Supplied passage:
....

From 1952, when the flu vaccine began being readily available, until the swine flu pandemic in 2009, it was only recommended that children under 19, pregnant women, people with chronic medical conditions, nursing home residents and health care workers be immunized.  Largely, healthy adults between 20 and 64 were not immunized.  I think this is still a pretty good general place to start, but that ultimately you should decide for yourself, with proper medical guidance if you have questions or concerns.  Unfortunately, the vaccine is not that effective for the elderly and so some may decide to pass on the vaccine, but for people with heart disease, especially congestive heart failure, and with respiratory diseases like COPD, the vaccine may give some benefit that even if partially effective, may save someone’s life.  If you have a chronic medical condition, or have close contact with or care for someone who does, it is worth a discussion with your doctor.  Because of the mercury content (even bound mercury in thimerosal), I don’t recommend a flu shot containing thimerosal for pregnant women.
What should I do to prevent flu (whether or not I get the vaccine)? 
First, wash your hands.  The flu spreads easily from person to person before symptoms appear, and can live on surfaces for up to 48 hours.  It’s possible to pick it up the virus through handshakes, breathing air droplets or touching surfaces that may droplets from coughing or sneezing.  People may spread the disease before they even know they are infected.  Also, clean surfaces and avoid touching your mouth, nose or eyes.

Get good sleep!  It’s difficult for your immune system to do its job if you are always run down.  Sleep is critical to staying healthy.  You may find you need more sleep as the light fades.  We are light-sensitive creatures, and it’s normal to need a little more sleep when the days are shorter. 

Eat well.  Eating seasonal whole foods is important to staying healthy.  Include some good immune boosting spices like thyme, garlic, etc.  Avoid excess sugar, as refined sugar depresses the immune system. 

Get your vitamin D level checked.  It may be no coincidence that the flu season is during the fall and winter, when we are not out soaking up the sun and making vitamin D.  Particularly in the Pacific Northwest, vitamin D deficiency is a problem.  Keeping your vitamin D at optimum levels has been strongly linked to immunity.

....

Listed entries:
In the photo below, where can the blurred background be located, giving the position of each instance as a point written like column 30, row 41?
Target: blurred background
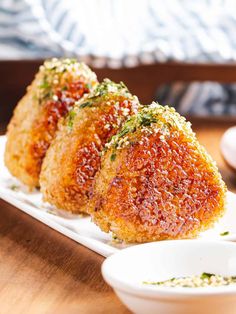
column 176, row 52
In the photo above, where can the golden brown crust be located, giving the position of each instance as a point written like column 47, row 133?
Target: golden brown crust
column 74, row 156
column 56, row 87
column 161, row 184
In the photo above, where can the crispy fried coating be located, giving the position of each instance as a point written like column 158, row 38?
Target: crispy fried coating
column 74, row 157
column 156, row 181
column 56, row 87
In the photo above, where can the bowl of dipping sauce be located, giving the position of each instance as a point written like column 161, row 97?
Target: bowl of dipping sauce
column 175, row 277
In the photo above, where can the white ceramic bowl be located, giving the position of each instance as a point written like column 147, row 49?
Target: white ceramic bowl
column 126, row 270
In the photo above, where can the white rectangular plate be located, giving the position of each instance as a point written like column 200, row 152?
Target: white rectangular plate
column 81, row 229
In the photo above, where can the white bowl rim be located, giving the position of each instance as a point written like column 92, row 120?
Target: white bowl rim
column 155, row 292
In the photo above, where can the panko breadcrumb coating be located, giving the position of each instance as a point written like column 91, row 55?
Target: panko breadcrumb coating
column 56, row 87
column 156, row 181
column 74, row 157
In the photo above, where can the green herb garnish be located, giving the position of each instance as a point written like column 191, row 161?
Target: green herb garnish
column 71, row 117
column 147, row 119
column 86, row 104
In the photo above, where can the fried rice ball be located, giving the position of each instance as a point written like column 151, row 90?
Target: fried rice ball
column 156, row 181
column 74, row 157
column 56, row 87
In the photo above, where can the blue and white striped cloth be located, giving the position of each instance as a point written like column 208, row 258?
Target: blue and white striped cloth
column 127, row 33
column 119, row 33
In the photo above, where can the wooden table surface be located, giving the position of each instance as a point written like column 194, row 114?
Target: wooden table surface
column 42, row 271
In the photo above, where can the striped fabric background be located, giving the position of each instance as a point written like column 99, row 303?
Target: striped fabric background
column 127, row 33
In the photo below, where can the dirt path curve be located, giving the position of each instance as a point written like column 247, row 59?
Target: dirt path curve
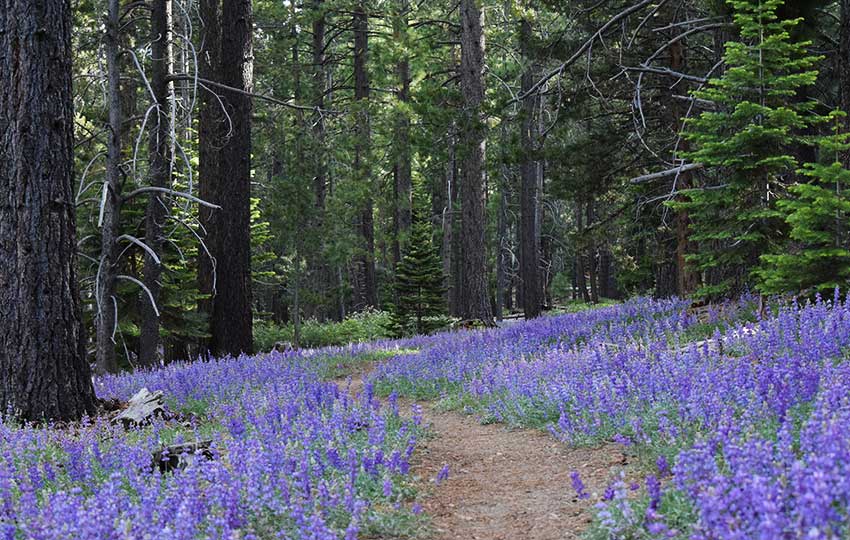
column 505, row 484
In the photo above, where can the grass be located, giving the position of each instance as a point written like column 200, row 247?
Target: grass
column 338, row 367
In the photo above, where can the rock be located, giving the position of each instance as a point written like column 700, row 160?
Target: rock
column 180, row 456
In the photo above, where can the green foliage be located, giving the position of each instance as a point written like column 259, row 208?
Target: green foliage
column 420, row 305
column 818, row 214
column 362, row 326
column 749, row 140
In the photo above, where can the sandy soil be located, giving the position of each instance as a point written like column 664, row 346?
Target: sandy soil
column 505, row 484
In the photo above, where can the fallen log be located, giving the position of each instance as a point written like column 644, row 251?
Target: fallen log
column 141, row 409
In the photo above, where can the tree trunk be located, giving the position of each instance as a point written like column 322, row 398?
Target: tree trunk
column 474, row 299
column 580, row 276
column 44, row 373
column 209, row 142
column 160, row 174
column 231, row 320
column 844, row 69
column 686, row 278
column 110, row 220
column 502, row 255
column 529, row 231
column 366, row 293
column 592, row 257
column 403, row 181
column 322, row 284
column 448, row 223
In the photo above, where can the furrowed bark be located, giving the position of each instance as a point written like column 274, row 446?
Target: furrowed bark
column 44, row 373
column 474, row 298
column 232, row 319
column 110, row 220
column 160, row 174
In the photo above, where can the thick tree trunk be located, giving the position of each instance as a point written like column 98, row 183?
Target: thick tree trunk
column 322, row 284
column 209, row 141
column 844, row 69
column 403, row 177
column 160, row 174
column 580, row 276
column 686, row 278
column 529, row 230
column 592, row 257
column 44, row 373
column 231, row 321
column 474, row 298
column 502, row 253
column 448, row 222
column 110, row 221
column 366, row 292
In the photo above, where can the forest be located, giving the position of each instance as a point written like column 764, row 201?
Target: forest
column 424, row 269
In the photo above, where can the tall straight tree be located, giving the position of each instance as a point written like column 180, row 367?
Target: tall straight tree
column 44, row 373
column 532, row 300
column 110, row 218
column 228, row 176
column 402, row 171
column 160, row 173
column 209, row 119
column 474, row 300
column 366, row 290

....

Using the information:
A - Answer these from the flu passage, one line each:
(i) In what year did the flu vaccine begin being readily available?
(ii) For up to how long can the flu live on surfaces?
(iii) In which region does the passage say vitamin D deficiency is a problem?
B - List every group that the flu passage says was recommended for immunization between 1952 and the 2009 swine flu pandemic.

Task-by-task results:
A -
(i) 1952
(ii) Up to 48 hours
(iii) The Pacific Northwest

B -
- Children under 19
- Pregnant women
- People with chronic medical conditions
- Nursing home residents
- Health care workers